■ **STUDY QUESTIONS**:
- A) Decide whether each statement below agrees with the gene-mapping excerpt that follows. Answer yes or no for each, and quote the words of the excerpt that decide it. (i) The code reports 20178 rows that do not map to an HGNC symbol. (ii) The excerpt says the unmapped rows are likely newly identified genes. (iii) Eight rows are counted where multiple ENSG IDs map to the same HGNC symbol.
- B) Reproduce the part of the gene-mapping excerpt that opens with the words containing "20178 unmapped rows" and closes with "the unmapped rows.".

■ **PASSAGE FOR REVIEW**:
***
Now rows are identified by both ENSG ID and HGNC symbol.

Cleaning out low expression and unmapped rows

Assaying for rows where mapping one ENSG ID to one HGNC symbol failed:

# subset rows where one ensembl id maps to multiple hgnc symbols
ensembl_dups <- raw_counts_annot$ensembl_gene_id[duplicated(raw_counts_annot$ensembl_gene_id)]
multiple_hgnc <- raw_counts_annot %>% 
  filter(ensembl_gene_id %in% ensembl_dups)

# subset rows where multiple ensembl ids map to one hgnc symbol
hgnc_dups <- raw_counts_annot$hgnc_symbol[duplicated(raw_counts_annot$hgnc_symbol)]
same_hgnc <- raw_counts_annot %>% 
  filter(hgnc_symbol %in% hgnc_dups & hgnc_symbol != "")

# subset rows where ensembl id does not map to a hgnc symbol 
unmapped <- raw_counts_annot %>% 
  filter(is.na(hgnc_symbol) | hgnc_symbol == "")

cat(paste(nrow(unmapped), "unmapped rows\n",
          nrow(multiple_hgnc), 
          "rows where one ENSG ID maps to multiple HGNC symbols \n",
          nrow(same_hgnc), 
          "rows where multiple ENSG IDs map to the same HGNC symbol"))
20178 unmapped rows
 8 rows where one ENSG ID maps to multiple HGNC symbols 
 28 rows where multiple ENSG IDs map to the same HGNC symbol

A high proportion of the dataset’s rows do not map to any HGNC symbol. These are likely to correspond to outdated aliases of current symbols, or deprecated ORFs. By filtering low expression genes from the data and comparing the proportions of mapped and unmapped genes that remain, we can assess the significance of the unmapped rows.
***
■ **PROVIDED DATA**:
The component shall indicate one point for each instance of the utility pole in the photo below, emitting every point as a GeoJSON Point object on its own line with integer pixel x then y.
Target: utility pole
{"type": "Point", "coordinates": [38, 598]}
***
■ **RESPONSES BY TASK**:
- A)
(i) Yes: "20178 unmapped rows"
(ii) No: "These are likely to correspond to outdated aliases of current symbols, or deprecated ORFs."
(iii) No: "28 rows where multiple ENSG IDs map to the same HGNC symbol"

- B)
20178 unmapped rows
 8 rows where one ENSG ID maps to multiple HGNC symbols 
 28 rows where multiple ENSG IDs map to the same HGNC symbol

A high proportion of the dataset’s rows do not map to any HGNC symbol. These are likely to correspond to outdated aliases of current symbols, or deprecated ORFs. By filtering low expression genes from the data and comparing the proportions of mapped and unmapped genes that remain, we can assess the significance of the unmapped rows.